:: Written problem ::
What do the lines from the one containing "shown by (583,246)." through the end of the entries say? Quote them exactly, and only them.

:: Input rows ::
========

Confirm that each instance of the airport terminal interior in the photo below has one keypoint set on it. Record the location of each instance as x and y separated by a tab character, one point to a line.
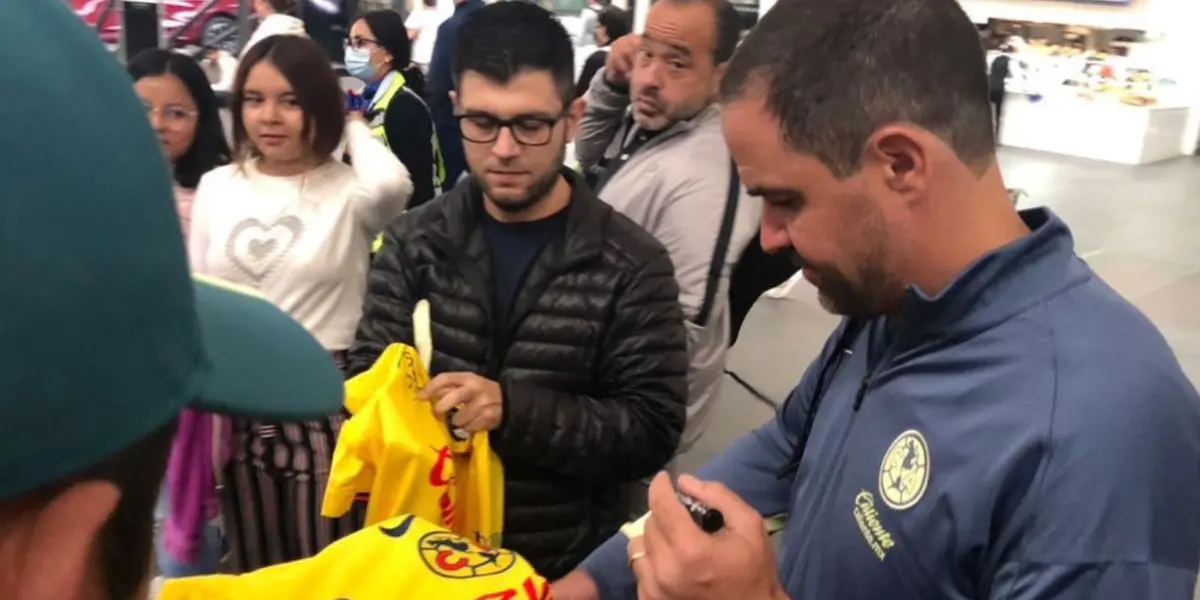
1137	226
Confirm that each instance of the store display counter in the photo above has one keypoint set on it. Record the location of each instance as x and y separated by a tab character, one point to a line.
1102	130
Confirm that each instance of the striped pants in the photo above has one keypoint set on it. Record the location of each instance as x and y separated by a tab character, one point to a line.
273	490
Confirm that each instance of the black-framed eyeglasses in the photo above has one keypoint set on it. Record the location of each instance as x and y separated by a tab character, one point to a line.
528	130
357	42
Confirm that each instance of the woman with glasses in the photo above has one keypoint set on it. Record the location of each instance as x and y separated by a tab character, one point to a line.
183	111
379	53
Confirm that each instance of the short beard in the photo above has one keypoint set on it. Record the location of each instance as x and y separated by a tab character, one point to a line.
533	196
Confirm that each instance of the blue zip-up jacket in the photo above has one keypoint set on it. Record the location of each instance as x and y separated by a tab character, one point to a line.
1025	435
438	87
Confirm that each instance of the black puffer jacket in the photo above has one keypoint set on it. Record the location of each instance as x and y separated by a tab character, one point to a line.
593	367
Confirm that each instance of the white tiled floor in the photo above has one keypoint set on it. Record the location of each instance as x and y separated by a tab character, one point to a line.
1139	227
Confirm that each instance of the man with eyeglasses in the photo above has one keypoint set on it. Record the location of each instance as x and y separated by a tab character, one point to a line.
556	319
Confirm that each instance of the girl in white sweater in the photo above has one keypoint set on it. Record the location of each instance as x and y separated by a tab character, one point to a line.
295	225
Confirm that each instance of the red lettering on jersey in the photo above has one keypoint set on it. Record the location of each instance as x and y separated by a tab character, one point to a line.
438	477
532	591
508	594
445	564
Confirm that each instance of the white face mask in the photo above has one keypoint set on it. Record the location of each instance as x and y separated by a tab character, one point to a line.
358	64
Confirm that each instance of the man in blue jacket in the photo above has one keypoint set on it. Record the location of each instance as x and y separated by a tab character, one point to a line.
990	421
438	88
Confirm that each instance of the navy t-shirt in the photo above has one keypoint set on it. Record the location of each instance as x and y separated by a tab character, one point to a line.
514	247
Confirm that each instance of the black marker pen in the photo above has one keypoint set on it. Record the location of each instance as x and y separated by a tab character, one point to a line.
707	519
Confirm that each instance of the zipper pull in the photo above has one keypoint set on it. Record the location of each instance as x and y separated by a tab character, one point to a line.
862	391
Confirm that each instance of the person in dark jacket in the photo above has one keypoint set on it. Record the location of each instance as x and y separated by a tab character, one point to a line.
556	319
997	79
441	85
378	52
612	24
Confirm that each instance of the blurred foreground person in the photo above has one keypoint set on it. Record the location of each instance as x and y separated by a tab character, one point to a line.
112	336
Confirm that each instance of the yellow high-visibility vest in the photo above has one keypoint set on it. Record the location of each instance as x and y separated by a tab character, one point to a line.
378	109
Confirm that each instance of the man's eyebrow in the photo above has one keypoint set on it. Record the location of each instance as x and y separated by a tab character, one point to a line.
675	47
761	192
539	115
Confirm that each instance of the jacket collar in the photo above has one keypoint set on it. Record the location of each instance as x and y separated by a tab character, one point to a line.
586	221
468	5
1002	282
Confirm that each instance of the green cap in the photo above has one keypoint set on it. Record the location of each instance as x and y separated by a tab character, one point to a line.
105	335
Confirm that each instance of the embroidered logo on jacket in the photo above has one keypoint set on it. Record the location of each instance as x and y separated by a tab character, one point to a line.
904	473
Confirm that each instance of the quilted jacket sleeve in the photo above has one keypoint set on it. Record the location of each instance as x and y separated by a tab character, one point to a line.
630	431
387	309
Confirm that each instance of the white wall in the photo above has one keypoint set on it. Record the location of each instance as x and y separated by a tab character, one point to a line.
1134	16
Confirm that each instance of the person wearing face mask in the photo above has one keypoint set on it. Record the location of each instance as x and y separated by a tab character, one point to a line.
183	112
293	223
379	53
108	336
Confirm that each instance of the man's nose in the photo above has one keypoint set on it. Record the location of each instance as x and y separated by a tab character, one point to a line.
505	145
271	112
773	235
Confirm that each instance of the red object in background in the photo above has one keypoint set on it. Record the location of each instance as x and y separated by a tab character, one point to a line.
175	15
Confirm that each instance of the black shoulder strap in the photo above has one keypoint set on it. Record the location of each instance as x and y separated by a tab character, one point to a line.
823	377
721	250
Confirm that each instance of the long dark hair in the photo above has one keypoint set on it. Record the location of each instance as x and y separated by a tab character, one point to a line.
389	30
209	149
313	82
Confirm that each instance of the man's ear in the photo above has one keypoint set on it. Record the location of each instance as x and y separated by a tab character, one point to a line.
903	155
59	543
574	115
718	75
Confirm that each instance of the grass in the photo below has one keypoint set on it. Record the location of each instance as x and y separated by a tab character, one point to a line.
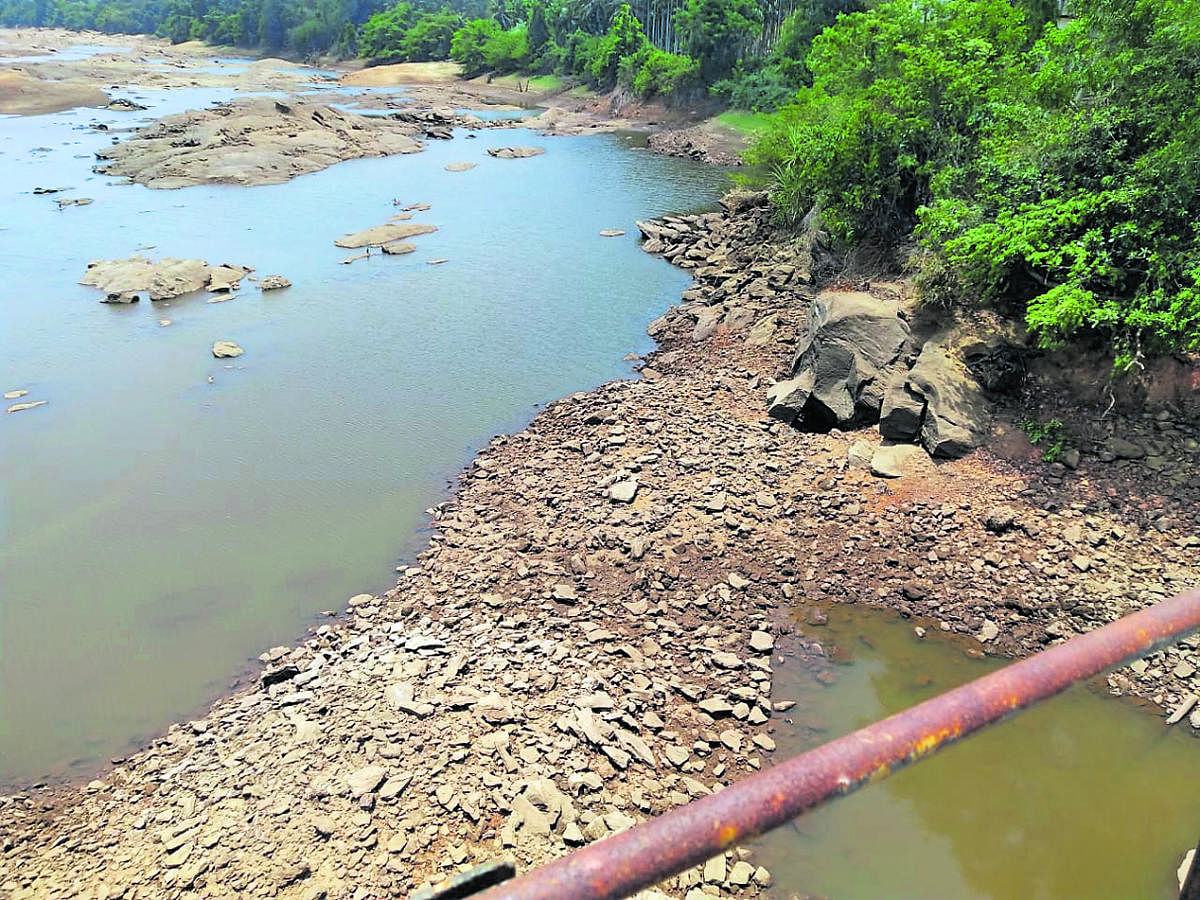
744	121
535	84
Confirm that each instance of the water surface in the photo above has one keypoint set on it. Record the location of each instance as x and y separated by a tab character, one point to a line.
1079	798
159	531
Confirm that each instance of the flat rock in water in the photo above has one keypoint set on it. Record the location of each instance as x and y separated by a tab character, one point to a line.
227	349
162	279
379	235
251	142
31	405
274	282
515	153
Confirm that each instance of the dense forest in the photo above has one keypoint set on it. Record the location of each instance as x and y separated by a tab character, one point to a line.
1037	159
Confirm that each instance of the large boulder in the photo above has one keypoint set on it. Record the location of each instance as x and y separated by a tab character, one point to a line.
940	401
852	349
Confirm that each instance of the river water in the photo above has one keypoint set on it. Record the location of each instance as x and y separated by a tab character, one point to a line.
159	532
1079	798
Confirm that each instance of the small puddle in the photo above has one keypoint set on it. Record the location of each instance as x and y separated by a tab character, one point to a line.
1080	797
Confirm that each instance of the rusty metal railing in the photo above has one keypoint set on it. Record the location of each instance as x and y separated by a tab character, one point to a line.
690	834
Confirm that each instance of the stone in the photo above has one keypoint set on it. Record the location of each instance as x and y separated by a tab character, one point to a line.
384	234
365	780
999	520
958	414
786	400
515	153
903	411
715	870
227	349
852	347
761	642
741	874
1126	449
623	491
859	455
29	405
1182	709
897	460
723	659
274	282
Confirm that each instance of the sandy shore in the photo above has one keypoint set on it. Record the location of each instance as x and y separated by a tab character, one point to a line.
591	636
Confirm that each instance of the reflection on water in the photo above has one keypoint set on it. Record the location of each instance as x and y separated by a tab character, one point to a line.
157	531
1080	797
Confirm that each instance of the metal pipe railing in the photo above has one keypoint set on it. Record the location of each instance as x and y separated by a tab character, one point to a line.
625	863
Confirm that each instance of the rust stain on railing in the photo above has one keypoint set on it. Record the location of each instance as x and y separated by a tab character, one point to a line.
688	835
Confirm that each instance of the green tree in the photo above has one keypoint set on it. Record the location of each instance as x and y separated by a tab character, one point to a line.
715	33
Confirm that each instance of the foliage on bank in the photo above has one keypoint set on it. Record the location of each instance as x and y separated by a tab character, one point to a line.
1049	165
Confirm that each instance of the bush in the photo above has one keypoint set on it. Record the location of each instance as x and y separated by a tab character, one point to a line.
761	90
467	47
430	36
652	72
384	31
507	51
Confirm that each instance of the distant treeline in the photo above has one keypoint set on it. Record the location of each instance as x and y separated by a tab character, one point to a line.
295	25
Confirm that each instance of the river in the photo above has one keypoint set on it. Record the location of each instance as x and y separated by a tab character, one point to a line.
167	516
159	532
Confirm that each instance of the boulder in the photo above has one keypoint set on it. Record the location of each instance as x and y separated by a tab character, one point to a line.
853	348
384	234
903	411
786	400
957	411
515	153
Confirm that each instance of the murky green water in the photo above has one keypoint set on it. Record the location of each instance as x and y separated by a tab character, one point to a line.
1080	798
156	531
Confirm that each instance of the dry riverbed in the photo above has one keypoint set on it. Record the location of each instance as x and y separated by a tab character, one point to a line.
591	636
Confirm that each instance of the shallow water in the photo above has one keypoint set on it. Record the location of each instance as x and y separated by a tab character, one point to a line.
1083	797
73	53
157	532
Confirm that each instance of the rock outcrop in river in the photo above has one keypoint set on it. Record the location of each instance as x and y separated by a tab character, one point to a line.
252	142
162	279
591	636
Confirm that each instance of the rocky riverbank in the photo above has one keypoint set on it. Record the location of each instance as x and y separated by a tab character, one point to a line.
591	635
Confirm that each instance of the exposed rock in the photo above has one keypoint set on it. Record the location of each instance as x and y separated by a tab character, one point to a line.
384	234
28	405
365	780
227	349
23	94
251	142
274	282
898	460
161	279
623	491
957	412
852	348
515	153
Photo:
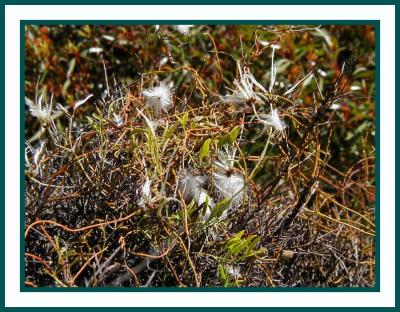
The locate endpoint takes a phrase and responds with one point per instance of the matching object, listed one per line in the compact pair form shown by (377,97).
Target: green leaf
(205,149)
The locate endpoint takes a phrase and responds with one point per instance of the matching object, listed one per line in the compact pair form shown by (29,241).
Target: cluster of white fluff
(40,110)
(158,98)
(191,187)
(228,184)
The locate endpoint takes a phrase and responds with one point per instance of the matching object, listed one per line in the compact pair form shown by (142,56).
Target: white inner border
(13,15)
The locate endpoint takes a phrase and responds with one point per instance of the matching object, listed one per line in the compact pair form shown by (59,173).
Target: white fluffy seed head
(226,159)
(230,187)
(246,88)
(39,110)
(273,120)
(191,187)
(158,98)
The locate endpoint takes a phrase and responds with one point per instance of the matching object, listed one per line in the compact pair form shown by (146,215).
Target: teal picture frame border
(23,23)
(289,2)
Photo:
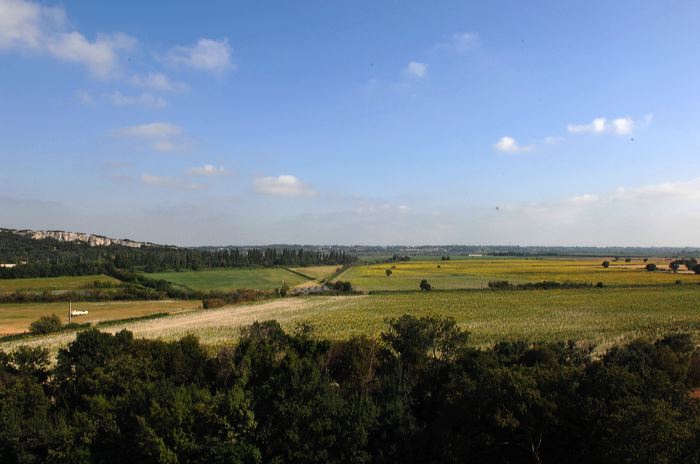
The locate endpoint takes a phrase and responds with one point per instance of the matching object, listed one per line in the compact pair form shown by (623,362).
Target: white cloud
(169,182)
(84,97)
(553,139)
(28,26)
(157,81)
(161,136)
(460,42)
(206,55)
(416,70)
(208,170)
(145,99)
(151,130)
(619,126)
(284,185)
(510,145)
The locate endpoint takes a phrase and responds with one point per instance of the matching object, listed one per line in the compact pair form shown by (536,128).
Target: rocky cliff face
(92,240)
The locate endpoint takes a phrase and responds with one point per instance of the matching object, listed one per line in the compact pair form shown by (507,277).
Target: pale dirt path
(214,324)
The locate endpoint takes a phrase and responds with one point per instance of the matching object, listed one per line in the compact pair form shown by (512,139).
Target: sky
(353,122)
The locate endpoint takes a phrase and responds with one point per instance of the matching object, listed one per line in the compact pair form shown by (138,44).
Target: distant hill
(89,239)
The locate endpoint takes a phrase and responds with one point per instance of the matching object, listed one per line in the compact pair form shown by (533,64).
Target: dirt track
(223,320)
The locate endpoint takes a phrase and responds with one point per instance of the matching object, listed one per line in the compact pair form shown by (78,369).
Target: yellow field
(476,273)
(600,316)
(52,283)
(15,318)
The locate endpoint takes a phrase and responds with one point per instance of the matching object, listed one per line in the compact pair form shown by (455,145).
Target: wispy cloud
(146,100)
(169,182)
(619,126)
(510,145)
(416,70)
(36,28)
(460,42)
(157,81)
(553,139)
(84,97)
(284,185)
(161,136)
(208,170)
(206,55)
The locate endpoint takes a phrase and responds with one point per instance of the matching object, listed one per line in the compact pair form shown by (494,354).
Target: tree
(46,324)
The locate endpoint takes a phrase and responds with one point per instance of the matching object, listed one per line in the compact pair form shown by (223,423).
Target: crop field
(316,272)
(52,283)
(16,317)
(232,279)
(477,272)
(600,316)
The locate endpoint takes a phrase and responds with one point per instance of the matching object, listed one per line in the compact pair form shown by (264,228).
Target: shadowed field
(232,279)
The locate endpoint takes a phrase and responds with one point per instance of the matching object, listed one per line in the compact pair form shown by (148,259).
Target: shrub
(45,325)
(343,287)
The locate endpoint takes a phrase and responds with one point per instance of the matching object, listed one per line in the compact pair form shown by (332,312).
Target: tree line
(417,393)
(51,258)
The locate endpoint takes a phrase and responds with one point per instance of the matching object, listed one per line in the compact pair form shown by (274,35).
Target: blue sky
(500,122)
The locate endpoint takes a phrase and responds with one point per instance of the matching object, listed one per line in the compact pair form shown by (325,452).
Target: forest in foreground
(417,393)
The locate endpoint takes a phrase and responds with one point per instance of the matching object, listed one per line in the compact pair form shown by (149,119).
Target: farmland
(477,272)
(232,279)
(316,272)
(15,318)
(600,316)
(53,284)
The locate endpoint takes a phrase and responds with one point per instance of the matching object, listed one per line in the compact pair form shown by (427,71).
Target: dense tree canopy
(418,393)
(49,257)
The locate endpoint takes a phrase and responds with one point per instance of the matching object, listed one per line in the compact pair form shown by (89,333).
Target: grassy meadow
(52,284)
(477,272)
(16,317)
(232,279)
(600,316)
(632,303)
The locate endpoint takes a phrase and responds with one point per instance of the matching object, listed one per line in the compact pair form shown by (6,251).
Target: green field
(477,272)
(316,272)
(52,283)
(232,279)
(595,315)
(16,317)
(600,316)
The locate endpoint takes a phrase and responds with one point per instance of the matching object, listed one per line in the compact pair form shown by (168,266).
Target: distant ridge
(89,239)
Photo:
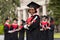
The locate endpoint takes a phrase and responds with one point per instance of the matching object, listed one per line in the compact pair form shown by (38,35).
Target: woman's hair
(34,9)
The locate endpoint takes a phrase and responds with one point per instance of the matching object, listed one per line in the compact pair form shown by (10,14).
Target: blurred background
(9,8)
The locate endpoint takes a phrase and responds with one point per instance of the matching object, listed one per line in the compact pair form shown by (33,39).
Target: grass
(57,35)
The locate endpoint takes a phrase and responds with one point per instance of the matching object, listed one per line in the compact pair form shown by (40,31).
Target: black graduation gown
(21,33)
(6,34)
(14,34)
(44,34)
(33,32)
(51,31)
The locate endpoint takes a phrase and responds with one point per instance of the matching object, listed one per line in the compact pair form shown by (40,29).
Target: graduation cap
(23,21)
(15,19)
(6,18)
(33,5)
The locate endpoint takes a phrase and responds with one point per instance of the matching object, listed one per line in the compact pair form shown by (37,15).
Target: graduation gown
(33,32)
(14,34)
(44,33)
(6,34)
(21,33)
(51,31)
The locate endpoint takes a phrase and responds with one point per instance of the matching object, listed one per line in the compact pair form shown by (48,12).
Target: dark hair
(15,19)
(6,19)
(34,9)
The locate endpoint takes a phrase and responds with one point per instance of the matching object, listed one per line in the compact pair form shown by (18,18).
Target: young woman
(33,22)
(45,26)
(6,30)
(14,26)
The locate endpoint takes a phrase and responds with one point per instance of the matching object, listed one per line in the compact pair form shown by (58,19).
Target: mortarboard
(33,5)
(15,19)
(6,18)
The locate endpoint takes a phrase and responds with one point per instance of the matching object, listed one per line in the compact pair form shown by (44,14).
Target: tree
(54,5)
(7,8)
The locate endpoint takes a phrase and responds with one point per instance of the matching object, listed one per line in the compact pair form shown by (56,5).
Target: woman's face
(15,21)
(32,11)
(8,20)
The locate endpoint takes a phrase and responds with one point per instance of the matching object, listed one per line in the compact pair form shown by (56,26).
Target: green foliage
(1,29)
(54,5)
(7,9)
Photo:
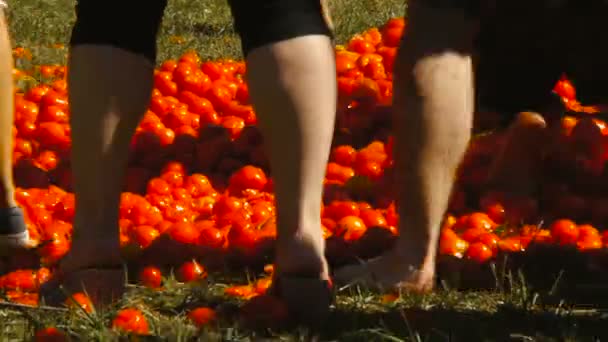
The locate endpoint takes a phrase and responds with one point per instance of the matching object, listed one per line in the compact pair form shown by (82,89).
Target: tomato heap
(198,185)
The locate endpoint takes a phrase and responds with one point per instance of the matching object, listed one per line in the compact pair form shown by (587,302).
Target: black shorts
(134,28)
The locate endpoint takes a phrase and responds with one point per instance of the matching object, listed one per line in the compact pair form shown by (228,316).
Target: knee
(131,28)
(270,21)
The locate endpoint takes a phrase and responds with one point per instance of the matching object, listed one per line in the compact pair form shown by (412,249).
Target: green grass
(205,26)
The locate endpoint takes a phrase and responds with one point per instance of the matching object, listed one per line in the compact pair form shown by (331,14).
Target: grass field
(205,26)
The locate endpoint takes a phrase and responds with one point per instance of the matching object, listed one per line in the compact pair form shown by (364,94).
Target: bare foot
(389,272)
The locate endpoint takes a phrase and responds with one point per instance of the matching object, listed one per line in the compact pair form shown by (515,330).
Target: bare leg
(109,90)
(293,88)
(13,232)
(433,107)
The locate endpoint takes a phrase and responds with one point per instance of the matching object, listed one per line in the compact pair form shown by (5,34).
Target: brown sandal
(102,284)
(308,299)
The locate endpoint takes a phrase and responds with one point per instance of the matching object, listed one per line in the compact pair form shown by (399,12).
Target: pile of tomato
(198,185)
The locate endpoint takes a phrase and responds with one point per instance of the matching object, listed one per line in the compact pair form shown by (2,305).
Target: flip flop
(290,301)
(13,231)
(102,284)
(308,299)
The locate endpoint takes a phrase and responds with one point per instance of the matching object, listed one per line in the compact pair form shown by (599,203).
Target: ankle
(302,255)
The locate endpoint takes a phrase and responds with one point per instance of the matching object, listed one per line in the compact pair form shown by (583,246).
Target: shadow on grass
(446,324)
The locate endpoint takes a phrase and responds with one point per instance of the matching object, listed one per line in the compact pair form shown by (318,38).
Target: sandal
(307,301)
(102,284)
(13,231)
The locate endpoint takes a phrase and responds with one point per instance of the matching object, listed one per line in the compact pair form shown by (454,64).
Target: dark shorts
(126,25)
(524,46)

========

:: Response to the task ::
The locate endpoint takes a phrase and responds with one point per instance of the matching object, listed one per line in the compact pair form shown by (583,246).
Target: shadow on grass
(446,324)
The locate endpoint takes a phrase and responds with one point per instance of the matching object, listed one per line in the compact pair form shown by (318,38).
Target: sandal
(307,301)
(102,284)
(13,231)
The locate endpoint takes a phrase and responds with one point per instance of the matching object, listed one per line in the compact pair form shown by (454,64).
Target: dark shorts
(126,25)
(524,46)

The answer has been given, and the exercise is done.